** Start of Data to process **
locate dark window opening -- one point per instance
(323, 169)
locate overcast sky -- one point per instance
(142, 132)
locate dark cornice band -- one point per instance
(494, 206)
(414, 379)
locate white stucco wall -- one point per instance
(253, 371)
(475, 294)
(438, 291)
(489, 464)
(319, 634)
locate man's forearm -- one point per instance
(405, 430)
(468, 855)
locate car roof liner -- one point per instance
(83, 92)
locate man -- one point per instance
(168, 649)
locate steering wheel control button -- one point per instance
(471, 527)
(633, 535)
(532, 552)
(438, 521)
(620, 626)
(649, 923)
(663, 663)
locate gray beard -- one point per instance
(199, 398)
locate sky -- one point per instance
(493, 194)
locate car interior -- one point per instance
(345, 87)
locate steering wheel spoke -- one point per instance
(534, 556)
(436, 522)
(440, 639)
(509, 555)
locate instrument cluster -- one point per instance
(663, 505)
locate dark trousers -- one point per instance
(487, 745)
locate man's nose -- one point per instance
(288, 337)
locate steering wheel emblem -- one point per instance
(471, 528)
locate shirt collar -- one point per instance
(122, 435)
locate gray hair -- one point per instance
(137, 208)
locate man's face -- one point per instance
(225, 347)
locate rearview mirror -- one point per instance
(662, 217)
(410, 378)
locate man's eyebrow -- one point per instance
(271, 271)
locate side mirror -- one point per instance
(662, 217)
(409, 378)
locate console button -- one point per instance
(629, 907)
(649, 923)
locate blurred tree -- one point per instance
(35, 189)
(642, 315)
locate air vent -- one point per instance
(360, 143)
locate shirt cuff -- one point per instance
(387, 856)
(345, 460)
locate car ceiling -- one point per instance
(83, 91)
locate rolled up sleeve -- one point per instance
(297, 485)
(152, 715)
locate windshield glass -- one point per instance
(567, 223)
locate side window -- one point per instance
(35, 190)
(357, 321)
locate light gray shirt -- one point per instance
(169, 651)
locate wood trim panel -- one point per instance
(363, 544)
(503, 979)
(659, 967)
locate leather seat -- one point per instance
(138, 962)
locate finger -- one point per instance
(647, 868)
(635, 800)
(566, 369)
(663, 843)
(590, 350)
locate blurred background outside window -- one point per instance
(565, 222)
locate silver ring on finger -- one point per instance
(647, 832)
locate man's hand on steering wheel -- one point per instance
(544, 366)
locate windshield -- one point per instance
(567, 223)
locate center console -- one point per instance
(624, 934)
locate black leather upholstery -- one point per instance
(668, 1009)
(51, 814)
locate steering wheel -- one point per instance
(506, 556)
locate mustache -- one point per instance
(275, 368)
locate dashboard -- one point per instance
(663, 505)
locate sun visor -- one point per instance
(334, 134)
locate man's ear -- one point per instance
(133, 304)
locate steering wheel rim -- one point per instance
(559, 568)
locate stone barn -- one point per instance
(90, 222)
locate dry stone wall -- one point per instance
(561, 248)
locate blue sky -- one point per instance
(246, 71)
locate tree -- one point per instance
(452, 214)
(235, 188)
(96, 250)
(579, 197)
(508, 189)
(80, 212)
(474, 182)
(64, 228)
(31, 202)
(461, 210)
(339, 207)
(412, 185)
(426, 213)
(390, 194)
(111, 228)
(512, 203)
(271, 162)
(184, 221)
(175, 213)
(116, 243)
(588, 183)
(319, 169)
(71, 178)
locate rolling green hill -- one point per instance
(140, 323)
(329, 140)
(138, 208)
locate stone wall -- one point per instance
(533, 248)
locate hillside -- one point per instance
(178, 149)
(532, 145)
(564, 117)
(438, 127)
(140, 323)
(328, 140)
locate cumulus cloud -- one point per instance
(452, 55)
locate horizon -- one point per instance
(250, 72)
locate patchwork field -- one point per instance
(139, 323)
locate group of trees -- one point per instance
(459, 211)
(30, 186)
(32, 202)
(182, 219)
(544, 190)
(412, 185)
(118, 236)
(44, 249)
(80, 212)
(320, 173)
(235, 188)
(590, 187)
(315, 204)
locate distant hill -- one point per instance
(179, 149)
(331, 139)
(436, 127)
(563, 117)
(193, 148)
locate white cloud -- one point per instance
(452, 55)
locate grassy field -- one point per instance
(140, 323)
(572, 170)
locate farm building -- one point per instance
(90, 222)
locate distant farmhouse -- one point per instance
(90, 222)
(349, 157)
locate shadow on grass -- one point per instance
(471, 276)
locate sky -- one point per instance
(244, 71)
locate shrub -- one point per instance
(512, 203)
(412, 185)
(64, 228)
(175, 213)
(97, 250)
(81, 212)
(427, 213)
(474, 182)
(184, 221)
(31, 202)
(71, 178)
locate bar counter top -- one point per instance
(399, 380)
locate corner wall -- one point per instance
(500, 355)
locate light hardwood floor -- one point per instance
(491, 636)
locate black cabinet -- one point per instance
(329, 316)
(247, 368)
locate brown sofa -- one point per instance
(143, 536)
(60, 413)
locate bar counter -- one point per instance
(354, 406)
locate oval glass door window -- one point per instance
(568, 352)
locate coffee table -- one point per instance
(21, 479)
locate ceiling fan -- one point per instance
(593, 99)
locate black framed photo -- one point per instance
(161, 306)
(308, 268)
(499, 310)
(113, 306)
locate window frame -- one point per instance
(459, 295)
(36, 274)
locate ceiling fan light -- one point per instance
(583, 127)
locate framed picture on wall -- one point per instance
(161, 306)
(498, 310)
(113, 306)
** End of Data to process **
### Direction
Recast the material above as a JSON list of strings, with each line as its own string and blank lines omitted.

### Answer
[
  "locate dark window opening -- one point per instance",
  "(323, 169)",
  "locate overcast sky -- one point per instance",
  "(142, 132)",
  "locate dark cornice band -- one point per instance",
  "(494, 206)",
  "(414, 379)",
  "locate white stucco wall -- one point per instance",
  "(253, 371)",
  "(475, 294)",
  "(438, 291)",
  "(489, 464)",
  "(319, 634)",
  "locate man's forearm -- one point per instance",
  "(405, 430)",
  "(468, 855)",
  "locate car roof liner -- one point per instance",
  "(83, 92)",
  "locate man -- one point per instance",
  "(168, 649)",
  "locate steering wheel control button -- one point per instance",
  "(471, 527)",
  "(633, 535)",
  "(532, 552)",
  "(438, 521)",
  "(620, 626)",
  "(649, 923)",
  "(663, 663)",
  "locate gray beard -- one point per instance",
  "(199, 398)",
  "locate sky -- one point per instance",
  "(493, 194)",
  "locate car interior -- one point per instance",
  "(345, 87)",
  "locate steering wheel spoke -- one point per instance",
  "(534, 556)",
  "(436, 522)",
  "(440, 639)",
  "(509, 555)",
  "locate instrument cluster -- one point per instance",
  "(663, 505)",
  "locate dark trousers -- one point per instance",
  "(487, 745)",
  "locate man's nose -- one point per instance",
  "(288, 337)",
  "locate steering wheel emblem -- one point per instance",
  "(471, 528)",
  "locate shirt collar -- one point per instance",
  "(122, 435)",
  "locate gray hair -- one point per instance",
  "(137, 208)",
  "locate man's face -- one point per instance",
  "(225, 347)",
  "locate rearview mirror -- one point per instance",
  "(662, 217)",
  "(410, 378)",
  "locate man's eyebrow -- one point per instance",
  "(271, 271)",
  "locate side mirror -- one point per instance",
  "(662, 217)",
  "(409, 378)",
  "locate console button -- one point per instance",
  "(629, 907)",
  "(649, 923)",
  "locate blurred tree -- one point per instance",
  "(35, 189)",
  "(642, 315)",
  "locate air vent -- one point per instance",
  "(360, 143)",
  "locate shirt cuff -- one point per instance",
  "(387, 856)",
  "(345, 460)",
  "locate car ceiling -- one point per instance",
  "(83, 91)",
  "locate rolled up sleeve -- one point per instance",
  "(297, 485)",
  "(152, 715)",
  "locate windshield glass -- one point per instance",
  "(567, 223)",
  "locate side window -- one point per instance",
  "(35, 190)",
  "(357, 321)",
  "locate light gray shirt -- one point per instance",
  "(169, 651)",
  "locate wood trim panel -- one point per instance",
  "(363, 544)",
  "(503, 979)",
  "(659, 967)",
  "locate leather seat -- one point per instance",
  "(138, 962)",
  "locate finger -- one point per instance",
  "(647, 868)",
  "(635, 800)",
  "(566, 369)",
  "(663, 843)",
  "(590, 350)",
  "locate blurred background outside window -- one point per instance",
  "(565, 222)",
  "locate silver ring on finger -- one point per instance",
  "(647, 832)",
  "locate man's hand on steering wheel -- one point per instance",
  "(544, 366)",
  "locate windshield -- one point per instance",
  "(567, 223)",
  "locate center console -- one point per instance",
  "(624, 934)",
  "locate black leather upholstery -- one point per instance",
  "(668, 1009)",
  "(51, 814)",
  "locate steering wheel -- one point per instance",
  "(506, 556)",
  "locate mustache -- one point per instance",
  "(275, 368)",
  "locate dashboard -- one point per instance",
  "(663, 505)",
  "locate sun visor -- one point per instance",
  "(334, 134)",
  "locate man's ear -- one point per instance",
  "(133, 304)",
  "locate steering wheel rim -- one point per instance",
  "(559, 568)",
  "locate stone barn -- one point per instance",
  "(90, 222)",
  "locate dry stone wall -- one point per instance",
  "(561, 248)",
  "locate blue sky -- one point per instance",
  "(246, 71)",
  "locate tree -- one point per instance",
  "(452, 214)",
  "(235, 188)",
  "(96, 250)",
  "(579, 197)",
  "(508, 189)",
  "(80, 212)",
  "(474, 182)",
  "(64, 228)",
  "(31, 202)",
  "(461, 210)",
  "(339, 207)",
  "(412, 185)",
  "(426, 213)",
  "(390, 194)",
  "(111, 228)",
  "(512, 203)",
  "(271, 162)",
  "(184, 221)",
  "(175, 213)",
  "(116, 243)",
  "(588, 183)",
  "(319, 169)",
  "(71, 178)",
  "locate rolling green hill -- one point per instance",
  "(140, 323)",
  "(329, 140)",
  "(138, 208)",
  "locate stone wall -- one point per instance",
  "(533, 248)",
  "locate hillside -- one point per instance",
  "(178, 149)",
  "(532, 145)",
  "(564, 117)",
  "(438, 127)",
  "(140, 323)",
  "(328, 140)",
  "locate cumulus cloud -- one point per instance",
  "(452, 55)",
  "locate horizon -- one point per instance",
  "(250, 72)",
  "locate patchwork field -- one point per instance",
  "(139, 323)",
  "locate group of trees -- one point per instance",
  "(459, 211)",
  "(30, 186)",
  "(32, 202)",
  "(182, 219)",
  "(544, 190)",
  "(412, 185)",
  "(118, 236)",
  "(44, 249)",
  "(80, 212)",
  "(320, 173)",
  "(235, 188)",
  "(590, 187)",
  "(315, 204)",
  "locate distant hill -- one point per instance",
  "(179, 149)",
  "(331, 139)",
  "(436, 127)",
  "(563, 117)",
  "(193, 148)",
  "locate white cloud -- one point per instance",
  "(452, 55)",
  "locate grassy field -- one point per instance",
  "(140, 323)",
  "(572, 170)",
  "locate farm building -- one point per instance",
  "(90, 222)",
  "locate distant farmhouse -- one point per instance",
  "(90, 222)",
  "(349, 157)",
  "locate shadow on grass -- one point per instance",
  "(471, 276)",
  "locate sky -- one point per instance",
  "(244, 71)",
  "locate shrub -- one point per instance",
  "(512, 203)",
  "(412, 185)",
  "(64, 228)",
  "(175, 213)",
  "(97, 250)",
  "(81, 212)",
  "(427, 213)",
  "(474, 182)",
  "(184, 221)",
  "(31, 202)",
  "(71, 178)",
  "locate bar counter top -- one point per instance",
  "(399, 380)",
  "locate corner wall -- one point per instance",
  "(500, 355)",
  "locate light hardwood floor -- one point per instance",
  "(491, 636)",
  "locate black cabinet -- one point per instance",
  "(329, 316)",
  "(247, 368)",
  "locate brown sofa -- one point per instance",
  "(143, 536)",
  "(60, 413)",
  "locate bar counter -- one point per instance",
  "(354, 406)",
  "locate oval glass door window -- one point per instance",
  "(568, 352)",
  "locate coffee table -- one point per instance",
  "(21, 479)",
  "locate ceiling fan -- one point per instance",
  "(593, 99)",
  "locate black framed photo -- one point per instance",
  "(161, 306)",
  "(308, 268)",
  "(499, 310)",
  "(113, 306)",
  "locate window frame -- one point per instance",
  "(459, 295)",
  "(36, 274)",
  "locate ceiling fan light -- one point per instance",
  "(583, 127)",
  "locate framed picture on wall -- one point per instance",
  "(161, 306)",
  "(498, 310)",
  "(113, 306)"
]